## EXERCISE AIM:
The response must match the data below exactly, line for line.

## EXTRACTED ENTRIES:

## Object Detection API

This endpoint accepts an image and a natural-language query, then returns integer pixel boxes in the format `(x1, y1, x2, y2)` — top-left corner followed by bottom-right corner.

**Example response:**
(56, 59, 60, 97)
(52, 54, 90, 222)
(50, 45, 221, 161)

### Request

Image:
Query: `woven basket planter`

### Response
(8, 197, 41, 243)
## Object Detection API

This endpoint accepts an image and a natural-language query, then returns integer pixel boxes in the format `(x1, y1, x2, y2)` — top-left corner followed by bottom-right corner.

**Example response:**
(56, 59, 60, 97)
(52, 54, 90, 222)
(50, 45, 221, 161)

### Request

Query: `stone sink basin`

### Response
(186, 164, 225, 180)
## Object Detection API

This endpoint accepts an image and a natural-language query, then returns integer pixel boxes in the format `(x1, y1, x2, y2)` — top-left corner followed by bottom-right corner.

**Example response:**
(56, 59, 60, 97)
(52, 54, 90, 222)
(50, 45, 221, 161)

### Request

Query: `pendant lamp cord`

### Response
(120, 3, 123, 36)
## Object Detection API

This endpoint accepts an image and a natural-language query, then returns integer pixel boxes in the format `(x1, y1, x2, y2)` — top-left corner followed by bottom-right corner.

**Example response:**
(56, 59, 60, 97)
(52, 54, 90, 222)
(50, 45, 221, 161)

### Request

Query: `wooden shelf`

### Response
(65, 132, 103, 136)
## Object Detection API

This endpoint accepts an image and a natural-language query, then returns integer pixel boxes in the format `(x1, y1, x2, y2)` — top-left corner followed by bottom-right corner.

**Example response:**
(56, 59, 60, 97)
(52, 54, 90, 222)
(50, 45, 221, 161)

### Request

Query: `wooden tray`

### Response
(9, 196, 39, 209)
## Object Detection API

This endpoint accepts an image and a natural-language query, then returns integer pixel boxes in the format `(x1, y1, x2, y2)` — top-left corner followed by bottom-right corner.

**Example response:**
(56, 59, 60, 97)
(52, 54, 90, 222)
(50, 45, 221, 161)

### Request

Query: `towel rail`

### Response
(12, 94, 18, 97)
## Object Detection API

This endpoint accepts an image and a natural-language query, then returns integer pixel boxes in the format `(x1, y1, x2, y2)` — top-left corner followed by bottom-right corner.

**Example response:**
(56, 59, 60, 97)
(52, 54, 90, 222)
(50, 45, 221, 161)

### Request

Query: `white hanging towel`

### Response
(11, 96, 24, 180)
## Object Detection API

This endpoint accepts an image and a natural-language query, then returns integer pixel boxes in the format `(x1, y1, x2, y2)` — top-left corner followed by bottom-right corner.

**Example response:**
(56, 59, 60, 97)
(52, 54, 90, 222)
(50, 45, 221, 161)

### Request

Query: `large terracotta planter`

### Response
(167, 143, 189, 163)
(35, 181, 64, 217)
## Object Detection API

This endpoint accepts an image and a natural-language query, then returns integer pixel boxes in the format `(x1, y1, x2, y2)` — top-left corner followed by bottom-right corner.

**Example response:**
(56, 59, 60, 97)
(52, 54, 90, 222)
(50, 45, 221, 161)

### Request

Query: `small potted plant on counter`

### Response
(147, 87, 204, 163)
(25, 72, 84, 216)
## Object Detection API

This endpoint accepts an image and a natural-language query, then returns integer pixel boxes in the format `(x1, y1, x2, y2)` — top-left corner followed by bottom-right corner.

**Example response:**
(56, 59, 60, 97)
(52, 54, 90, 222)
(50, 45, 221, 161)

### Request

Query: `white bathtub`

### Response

## RESPONSE BOX:
## Object Detection API

This endpoint accepts an image and a natural-language query, then returns integer pixel boxes in the format `(x1, y1, x2, y2)` — top-left corner followed by bottom-right corner.

**Example response:**
(56, 59, 60, 97)
(52, 54, 90, 222)
(50, 45, 221, 161)

### Request

Image:
Query: `woven basket planter`

### Response
(8, 197, 41, 243)
## Object Detection API

This endpoint accepts an image and a natural-language query, then returns integer pixel boxes in the format `(x1, y1, x2, y2)` — top-left corner followed by bottom-right corner.

**Example response:**
(56, 59, 60, 97)
(52, 54, 90, 222)
(50, 45, 221, 161)

### Request

Query: `stone sink basin`

### Response
(186, 164, 225, 180)
## Object Detection API

This endpoint accepts an image and a natural-language query, then returns integer pixel boxes in the format `(x1, y1, x2, y2)` — top-left corner followed by bottom-right corner.

**Example response:**
(56, 59, 60, 97)
(52, 54, 90, 222)
(50, 45, 221, 161)

### Request

Query: `pendant lamp cord`

### Response
(120, 3, 123, 36)
## Object Detection API

This endpoint accepts an image and a natural-language query, then returns integer pixel boxes in the format `(x1, y1, x2, y2)` — top-left corner followed by bottom-right corner.

**Example response:**
(56, 59, 60, 97)
(52, 54, 90, 222)
(50, 45, 221, 161)

### Request

Query: `wooden shelf`

### Response
(65, 132, 103, 136)
## Object Detection API

This endpoint accepts an image and a natural-language query, then returns integer pixel boxes in the format `(x1, y1, x2, y2)` — top-left corner followed by bottom-right corner.

**Example response:**
(56, 59, 60, 97)
(52, 54, 90, 222)
(50, 45, 221, 161)

### Request

Query: `wooden tray`

### Response
(9, 196, 39, 209)
## Object Detection API

This endpoint accepts an image and a natural-language query, then returns integer pixel boxes in the format `(x1, y1, x2, y2)` — top-left corner followed by bottom-right corner.

**Example response:**
(56, 59, 60, 97)
(52, 54, 90, 222)
(50, 45, 221, 161)

### Request

Query: `towel rail`

### Response
(12, 94, 18, 97)
## Object Detection API

This endpoint accepts an image and a natural-language query, then returns integer pixel boxes in the format `(x1, y1, x2, y2)` — top-left corner followed by bottom-right corner.

**Example response:**
(56, 59, 60, 97)
(52, 54, 90, 222)
(50, 45, 221, 161)

### Request

Query: `white hanging towel`

### Response
(11, 96, 24, 180)
## Object Detection API

This endpoint accepts an image and a natural-language query, then returns integer pixel boxes in the format `(x1, y1, x2, y2)` — top-left corner followed by bottom-right corner.

**Example response:**
(56, 59, 60, 97)
(52, 54, 90, 222)
(50, 45, 221, 161)

### Request

Query: `large terracotta planter`

### Response
(167, 143, 189, 163)
(35, 181, 64, 217)
## Object Detection API

This endpoint accepts an image and a natural-language query, then returns integer pixel boxes in the format `(x1, y1, x2, y2)` — top-left corner followed by bottom-right corner.

**Example response:**
(56, 59, 60, 97)
(52, 54, 90, 222)
(50, 45, 221, 161)

### Request

Query: `small potted plant on counter`

### Response
(147, 87, 204, 163)
(25, 72, 84, 216)
## Object Detection API

This endpoint accepts an image and a natural-language query, then returns integer pixel boxes in the format `(x1, y1, x2, y2)` — top-left corner followed by bottom-right corner.

**Example response:**
(56, 59, 60, 97)
(52, 54, 90, 222)
(50, 45, 221, 161)

### Request

Query: `white bathtub`

### Response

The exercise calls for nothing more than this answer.